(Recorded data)
============================================================
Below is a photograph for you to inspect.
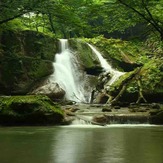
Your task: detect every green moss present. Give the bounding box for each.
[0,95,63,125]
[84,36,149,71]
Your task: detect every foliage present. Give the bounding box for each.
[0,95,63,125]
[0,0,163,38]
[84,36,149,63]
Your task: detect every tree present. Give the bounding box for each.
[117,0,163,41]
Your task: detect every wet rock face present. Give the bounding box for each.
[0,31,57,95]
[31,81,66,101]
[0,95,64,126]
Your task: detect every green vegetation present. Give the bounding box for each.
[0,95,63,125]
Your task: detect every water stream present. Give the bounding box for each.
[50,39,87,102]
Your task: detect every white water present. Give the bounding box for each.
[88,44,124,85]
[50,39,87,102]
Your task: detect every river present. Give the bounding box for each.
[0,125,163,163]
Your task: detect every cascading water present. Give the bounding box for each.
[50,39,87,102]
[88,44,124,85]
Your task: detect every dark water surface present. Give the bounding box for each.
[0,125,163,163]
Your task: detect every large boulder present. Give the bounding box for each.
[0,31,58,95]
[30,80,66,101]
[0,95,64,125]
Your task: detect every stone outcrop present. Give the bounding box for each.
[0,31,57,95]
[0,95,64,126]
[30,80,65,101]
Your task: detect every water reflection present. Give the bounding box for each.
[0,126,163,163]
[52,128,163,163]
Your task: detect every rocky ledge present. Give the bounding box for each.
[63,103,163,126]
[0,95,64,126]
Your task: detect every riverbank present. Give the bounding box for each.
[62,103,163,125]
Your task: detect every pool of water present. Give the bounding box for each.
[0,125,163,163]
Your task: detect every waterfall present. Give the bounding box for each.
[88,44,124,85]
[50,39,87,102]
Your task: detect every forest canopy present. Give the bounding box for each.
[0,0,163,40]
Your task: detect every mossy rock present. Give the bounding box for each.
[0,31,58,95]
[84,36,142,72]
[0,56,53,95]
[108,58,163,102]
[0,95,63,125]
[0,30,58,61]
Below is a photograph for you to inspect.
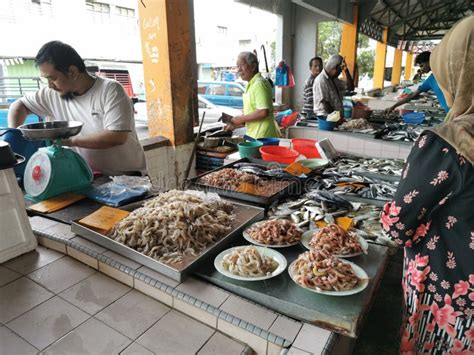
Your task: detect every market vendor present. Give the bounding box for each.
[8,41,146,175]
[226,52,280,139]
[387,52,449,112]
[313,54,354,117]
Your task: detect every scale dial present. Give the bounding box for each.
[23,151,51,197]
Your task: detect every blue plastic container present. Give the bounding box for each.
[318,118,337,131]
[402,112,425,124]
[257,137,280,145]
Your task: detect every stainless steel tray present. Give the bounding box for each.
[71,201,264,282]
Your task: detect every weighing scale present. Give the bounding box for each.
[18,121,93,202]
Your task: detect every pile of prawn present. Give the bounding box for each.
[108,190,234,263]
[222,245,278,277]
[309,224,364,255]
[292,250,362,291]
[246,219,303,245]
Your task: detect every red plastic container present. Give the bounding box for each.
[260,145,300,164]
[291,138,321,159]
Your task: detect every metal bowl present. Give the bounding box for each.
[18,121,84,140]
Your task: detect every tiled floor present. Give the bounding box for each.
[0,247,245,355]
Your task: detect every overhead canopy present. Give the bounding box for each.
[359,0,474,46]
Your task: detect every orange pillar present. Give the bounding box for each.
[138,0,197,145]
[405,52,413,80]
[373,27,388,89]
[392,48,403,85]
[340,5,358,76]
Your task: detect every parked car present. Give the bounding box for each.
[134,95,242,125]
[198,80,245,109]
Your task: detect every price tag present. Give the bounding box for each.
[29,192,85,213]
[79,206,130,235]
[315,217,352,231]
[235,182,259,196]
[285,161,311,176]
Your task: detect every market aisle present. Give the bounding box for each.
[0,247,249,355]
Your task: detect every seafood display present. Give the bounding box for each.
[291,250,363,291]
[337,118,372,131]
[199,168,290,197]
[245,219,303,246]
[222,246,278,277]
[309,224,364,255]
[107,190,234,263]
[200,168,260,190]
============================================================
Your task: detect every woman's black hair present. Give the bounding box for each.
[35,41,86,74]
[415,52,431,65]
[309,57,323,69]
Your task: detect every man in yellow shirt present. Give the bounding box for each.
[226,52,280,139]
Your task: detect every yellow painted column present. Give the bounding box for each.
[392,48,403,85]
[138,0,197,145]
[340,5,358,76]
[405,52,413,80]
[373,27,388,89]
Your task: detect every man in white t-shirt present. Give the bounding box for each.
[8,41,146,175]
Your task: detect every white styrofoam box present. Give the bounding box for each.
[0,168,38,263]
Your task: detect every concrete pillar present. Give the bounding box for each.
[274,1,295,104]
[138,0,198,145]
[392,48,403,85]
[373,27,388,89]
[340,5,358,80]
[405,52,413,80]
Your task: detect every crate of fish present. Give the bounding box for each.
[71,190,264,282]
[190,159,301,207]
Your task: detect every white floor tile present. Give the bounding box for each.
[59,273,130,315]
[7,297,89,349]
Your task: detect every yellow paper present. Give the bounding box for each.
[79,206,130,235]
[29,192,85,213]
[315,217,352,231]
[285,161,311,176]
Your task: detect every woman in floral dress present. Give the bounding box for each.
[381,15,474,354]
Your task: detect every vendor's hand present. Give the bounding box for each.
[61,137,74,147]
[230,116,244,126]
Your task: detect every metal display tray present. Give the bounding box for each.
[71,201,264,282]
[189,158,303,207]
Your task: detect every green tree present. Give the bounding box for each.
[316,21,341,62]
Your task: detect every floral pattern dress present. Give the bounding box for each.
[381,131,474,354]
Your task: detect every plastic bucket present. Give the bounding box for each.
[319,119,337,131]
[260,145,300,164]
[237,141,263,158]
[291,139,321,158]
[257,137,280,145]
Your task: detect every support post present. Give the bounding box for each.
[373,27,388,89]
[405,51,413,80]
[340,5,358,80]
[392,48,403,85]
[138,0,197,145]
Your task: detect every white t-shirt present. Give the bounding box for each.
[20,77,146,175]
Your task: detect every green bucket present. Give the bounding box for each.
============================================================
▶ _WORK TO BE COMPLETED_: Rewrite the records starting at the line containing "Your task: detect every yellow paper" and ending at the line containing "Your task: detect every green bucket", replacing "detect" with "locate" and leaving everything else the same.

▶ _REPLY TO THE EXERCISE_:
Your task: locate every yellow paper present. Give the bounding box for each.
[79,206,130,235]
[29,192,85,213]
[315,217,352,231]
[285,161,311,176]
Your task: locate every woman in floral dress present. Give the bounding box for each.
[381,15,474,354]
Your task: locate every vendor's hand present. Give the bounding box for each.
[61,137,74,147]
[230,116,244,126]
Your task: locate every metal display tray present. Give the bounding box for each.
[71,201,264,282]
[189,158,303,207]
Your task: locate every green tree present. Give the bounding box for each.
[316,21,341,62]
Your task: locate every floral pattern dress present. Give the bounding box for each.
[381,131,474,354]
Your task: locate every plastic bucket present. Give the bounding box for each.
[319,119,337,131]
[260,145,300,164]
[237,141,263,158]
[291,139,321,158]
[257,137,280,145]
Your task: locate every support post present. Give the bounding box for each.
[373,27,388,89]
[405,51,413,80]
[340,5,358,80]
[392,48,403,85]
[138,0,197,145]
Your task: locate every white t-shirt present. Give the bounding box for each.
[20,77,146,175]
Your task: locate every green bucket present. Give the bounding box for each.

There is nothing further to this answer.